What to work on: A word-for-word copy of the entries, with images excluded, is the expected answer.

[Stored data entries]

╭──

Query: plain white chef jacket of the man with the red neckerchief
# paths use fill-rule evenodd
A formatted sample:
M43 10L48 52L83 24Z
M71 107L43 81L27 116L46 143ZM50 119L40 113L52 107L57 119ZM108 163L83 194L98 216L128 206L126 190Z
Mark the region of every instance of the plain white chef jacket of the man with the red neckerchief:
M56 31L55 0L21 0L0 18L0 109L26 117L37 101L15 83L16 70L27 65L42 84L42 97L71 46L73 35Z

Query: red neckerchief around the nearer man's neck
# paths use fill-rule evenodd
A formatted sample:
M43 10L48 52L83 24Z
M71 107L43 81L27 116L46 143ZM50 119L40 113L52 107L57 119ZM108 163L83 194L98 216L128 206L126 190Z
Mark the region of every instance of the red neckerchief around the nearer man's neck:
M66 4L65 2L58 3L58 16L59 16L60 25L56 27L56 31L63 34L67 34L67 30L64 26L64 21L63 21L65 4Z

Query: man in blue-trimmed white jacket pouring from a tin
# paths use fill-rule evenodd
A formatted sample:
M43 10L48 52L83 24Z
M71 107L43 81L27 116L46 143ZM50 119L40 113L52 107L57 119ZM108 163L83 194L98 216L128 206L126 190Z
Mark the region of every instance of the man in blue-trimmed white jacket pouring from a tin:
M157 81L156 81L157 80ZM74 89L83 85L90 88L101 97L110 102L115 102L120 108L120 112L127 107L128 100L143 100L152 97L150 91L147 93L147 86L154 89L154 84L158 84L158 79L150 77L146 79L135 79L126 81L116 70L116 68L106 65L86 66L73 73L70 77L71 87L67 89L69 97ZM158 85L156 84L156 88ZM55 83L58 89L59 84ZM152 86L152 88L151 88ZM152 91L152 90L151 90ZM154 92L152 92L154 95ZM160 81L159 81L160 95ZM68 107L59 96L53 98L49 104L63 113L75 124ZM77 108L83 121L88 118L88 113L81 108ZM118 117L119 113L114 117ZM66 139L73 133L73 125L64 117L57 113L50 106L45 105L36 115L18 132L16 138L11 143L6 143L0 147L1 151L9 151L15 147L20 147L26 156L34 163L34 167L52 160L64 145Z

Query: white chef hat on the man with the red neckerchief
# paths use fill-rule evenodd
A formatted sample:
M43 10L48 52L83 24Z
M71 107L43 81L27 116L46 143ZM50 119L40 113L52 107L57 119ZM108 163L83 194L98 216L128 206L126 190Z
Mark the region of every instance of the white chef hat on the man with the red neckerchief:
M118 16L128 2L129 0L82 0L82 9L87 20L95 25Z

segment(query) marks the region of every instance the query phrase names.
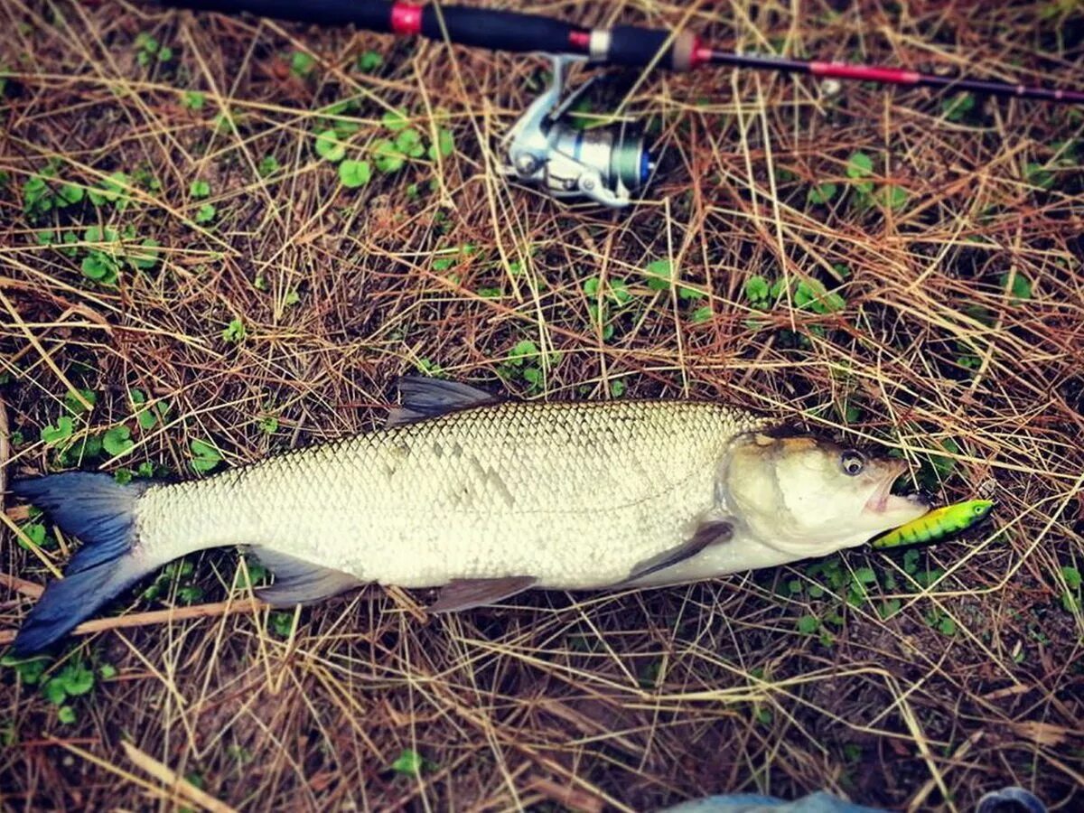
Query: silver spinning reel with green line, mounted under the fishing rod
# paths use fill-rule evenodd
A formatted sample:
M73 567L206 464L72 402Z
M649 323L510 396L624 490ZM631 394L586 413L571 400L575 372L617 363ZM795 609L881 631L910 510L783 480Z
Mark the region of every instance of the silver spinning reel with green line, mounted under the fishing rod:
M604 206L628 206L655 172L642 129L621 122L578 130L568 109L591 87L591 79L564 103L565 72L573 57L552 56L553 83L535 99L508 132L502 171L545 190L554 197L588 197Z

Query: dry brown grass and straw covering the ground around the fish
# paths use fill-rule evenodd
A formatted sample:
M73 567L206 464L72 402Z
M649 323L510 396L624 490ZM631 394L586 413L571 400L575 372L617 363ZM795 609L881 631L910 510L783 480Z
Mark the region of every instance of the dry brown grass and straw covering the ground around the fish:
M598 7L534 8L602 18ZM687 18L724 43L820 57L1084 77L1084 17L1071 2L869 2L839 14L810 3L800 17L786 4L709 8L622 3L605 16ZM0 670L0 808L212 798L250 810L649 810L827 787L967 810L1019 784L1079 809L1084 618L1063 599L1063 568L1084 557L1079 111L976 100L952 120L924 91L653 76L625 109L653 120L673 168L651 199L615 216L554 205L493 171L493 138L528 103L537 60L116 2L3 0L0 26L0 63L14 72L0 108L13 474L54 463L40 430L72 386L98 396L77 438L133 429L124 459L85 466L185 473L195 438L237 463L372 426L392 378L430 363L531 397L606 398L620 382L628 395L725 398L886 443L916 475L929 477L940 453L942 499L986 483L999 501L977 538L917 560L853 551L827 572L535 593L441 619L420 611L424 595L370 589L300 611L285 636L275 627L288 617L248 608L82 637L63 657L116 675L70 701L73 723ZM140 31L172 59L141 65ZM354 59L370 49L384 66L360 72ZM317 60L304 78L294 51ZM193 89L202 109L183 103ZM450 128L455 153L341 188L313 136L317 111L347 96L359 100L341 119L357 126L351 154L386 137L390 107L426 140ZM219 127L225 109L233 124ZM855 152L873 159L875 189L905 192L902 206L857 205ZM261 177L269 155L281 169ZM88 188L128 172L130 204L85 196L28 218L24 184L49 162ZM209 223L195 220L196 178L210 184ZM825 182L833 199L810 203ZM88 280L85 229L99 220L159 241L160 262L126 268L115 288ZM76 235L75 256L40 244L41 229ZM477 250L439 261L465 244ZM659 258L701 296L651 289L644 269ZM754 311L744 293L754 275L820 280L846 307L799 307L795 288ZM633 295L607 309L608 338L590 310L598 295L583 291L592 278L604 294L624 280ZM1016 280L1028 298L1014 299ZM705 307L710 319L694 320ZM238 343L222 337L231 320L245 326ZM521 375L496 377L525 339L547 353L541 392ZM166 399L167 421L138 429L128 387ZM844 426L848 406L860 412ZM9 511L22 524L25 512ZM34 555L4 534L2 572L43 583L65 558L66 540ZM197 604L227 601L237 562L199 557L158 598L129 595L122 609L181 606L190 583L204 591ZM848 604L870 572L868 595ZM11 584L7 629L30 605ZM882 618L893 599L899 611ZM802 617L817 633L801 631ZM391 770L406 749L429 762L421 778Z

╰──

Exercise answer:
Query: plain white chef jacket of the man with the red neckerchief
# paths use fill-rule evenodd
A formatted sample:
M43 10L48 52L83 24Z
M71 107L43 81L27 116L46 143ZM50 119L40 113L52 107L57 119ZM108 163L83 194L98 216L128 206L126 190Z
Mark the region of every instance of the plain white chef jacket of the man with the red neckerchief:
M56 31L55 0L21 0L0 18L0 109L26 117L37 101L15 83L16 70L27 65L42 84L42 97L71 46L73 35Z

Query: red neckerchief around the nearer man's neck
# paths use fill-rule evenodd
A formatted sample:
M43 10L48 52L83 24Z
M71 107L43 81L27 116L46 143ZM50 119L40 113L52 107L57 119ZM108 163L83 194L98 216L128 206L126 190Z
Mark the region of every instance of the red neckerchief around the nearer man's neck:
M66 4L65 2L58 3L58 16L59 16L60 25L56 27L56 31L63 34L67 34L67 30L64 26L64 21L63 21L65 4Z

Query: man in blue-trimmed white jacket pouring from a tin
# paths use fill-rule evenodd
A formatted sample:
M43 10L48 52L83 24Z
M71 107L43 81L27 116L46 143ZM50 119L40 113L52 107L57 119ZM108 163L83 194L98 216L128 206L126 190Z
Mark the region of every instance of the man in blue-trimmed white jacket pouring from a tin:
M157 81L156 81L157 80ZM74 89L83 85L90 88L101 97L110 102L115 102L120 108L120 112L127 107L128 100L143 100L152 97L150 91L147 93L147 86L154 89L154 84L158 84L158 79L150 77L146 79L135 79L126 81L116 70L116 68L106 65L86 66L73 73L70 77L71 87L67 89L69 97ZM158 85L156 84L156 88ZM55 83L58 89L59 84ZM152 86L152 88L151 88ZM152 91L152 90L151 90ZM154 92L152 92L154 95ZM160 81L159 81L160 95ZM68 107L59 96L53 98L49 104L63 113L75 124ZM77 108L83 121L88 118L88 113L81 108ZM118 117L119 113L114 117ZM66 139L73 133L73 125L64 117L57 113L50 106L45 105L36 115L18 132L16 138L11 143L6 143L0 147L1 151L9 151L15 147L20 147L26 156L34 163L34 167L52 160L64 145Z

Query: white chef hat on the man with the red neckerchief
# paths use fill-rule evenodd
A formatted sample:
M43 10L48 52L83 24Z
M71 107L43 81L27 116L46 143ZM50 119L40 113L52 107L57 119ZM108 163L83 194L98 216L128 206L126 190Z
Mark the region of every instance of the white chef hat on the man with the red neckerchief:
M118 16L128 2L129 0L82 0L82 9L87 20L95 25Z

segment(query) marks the region of every instance the query phrase names.
Query: silver spinning reel with green line, mounted under the fishing rod
# paths use fill-rule evenodd
A formatted sample:
M73 567L206 464L72 402Z
M649 323L510 396L624 490ZM631 394L586 413L571 400L575 372L617 363ZM795 609L881 631L910 510L783 480Z
Mark the region of every instance of the silver spinning reel with green line, mounted under the fishing rod:
M604 206L628 206L655 172L642 129L621 122L578 130L568 109L591 87L591 79L564 103L565 72L573 57L552 56L553 83L535 99L508 132L502 171L545 190L554 197L588 197Z

Query: dry brown grass and straw covering the ground around the fish
# paths use fill-rule evenodd
A formatted sample:
M73 567L206 464L72 402Z
M649 323L510 396L624 490ZM631 394L586 413L571 400L575 372L617 363ZM795 609L881 631L910 510L783 480Z
Mark the region of every instance of the dry brown grass and straw covering the ground around the fish:
M598 7L534 8L602 18ZM687 18L724 43L820 57L1084 77L1084 17L1071 2L869 2L839 14L810 3L800 17L786 4L709 8L622 3L605 16ZM0 670L0 808L212 798L250 810L649 810L827 787L967 810L1019 784L1079 809L1084 618L1063 599L1063 568L1084 557L1079 111L976 100L952 120L924 91L653 76L625 109L653 120L673 168L651 199L615 216L554 205L493 171L493 138L528 103L537 60L116 2L3 0L0 26L0 63L14 72L0 108L13 474L54 463L40 430L72 386L98 396L77 438L133 429L124 459L85 466L185 473L195 438L237 463L372 426L392 378L430 363L531 397L606 398L620 382L628 395L725 398L886 443L916 475L929 477L940 453L942 499L986 483L999 501L977 538L917 560L853 551L827 572L535 593L441 619L420 611L424 595L370 589L300 611L285 636L275 627L288 617L248 608L82 637L63 657L116 675L70 701L73 723ZM140 31L172 59L141 65ZM354 59L370 49L384 66L360 72ZM317 60L304 78L294 51ZM193 89L202 109L183 103ZM450 128L455 153L341 188L313 136L317 111L347 96L359 100L341 119L357 126L351 154L386 137L390 107L426 140ZM219 127L225 109L233 124ZM855 152L873 159L875 189L905 192L902 206L857 205ZM261 177L269 155L281 169ZM88 188L128 172L130 204L85 196L28 218L24 184L49 162ZM209 223L195 220L196 178L210 184ZM825 182L833 199L810 203ZM88 280L85 229L99 220L159 241L160 262L126 268L115 288ZM76 235L75 256L40 244L41 229ZM477 250L439 261L465 244ZM659 258L701 296L651 289L644 269ZM754 311L744 293L754 275L820 280L846 307L799 307L795 288ZM633 295L607 309L608 338L590 310L598 295L583 291L592 278L604 294L624 280ZM1016 280L1028 298L1014 299ZM705 307L710 319L694 320ZM238 343L222 337L231 320L245 326ZM521 375L496 377L525 339L547 353L541 392ZM166 399L167 421L138 429L128 387ZM844 426L848 406L860 412ZM9 511L22 524L25 512ZM34 555L4 534L2 572L43 583L65 558L66 540ZM197 604L227 601L237 562L199 557L158 598L129 595L122 609L181 606L190 583L204 591ZM848 604L870 572L868 595ZM11 584L7 629L30 605ZM882 618L893 599L899 611ZM802 617L817 633L801 631ZM391 770L406 749L429 762L421 778Z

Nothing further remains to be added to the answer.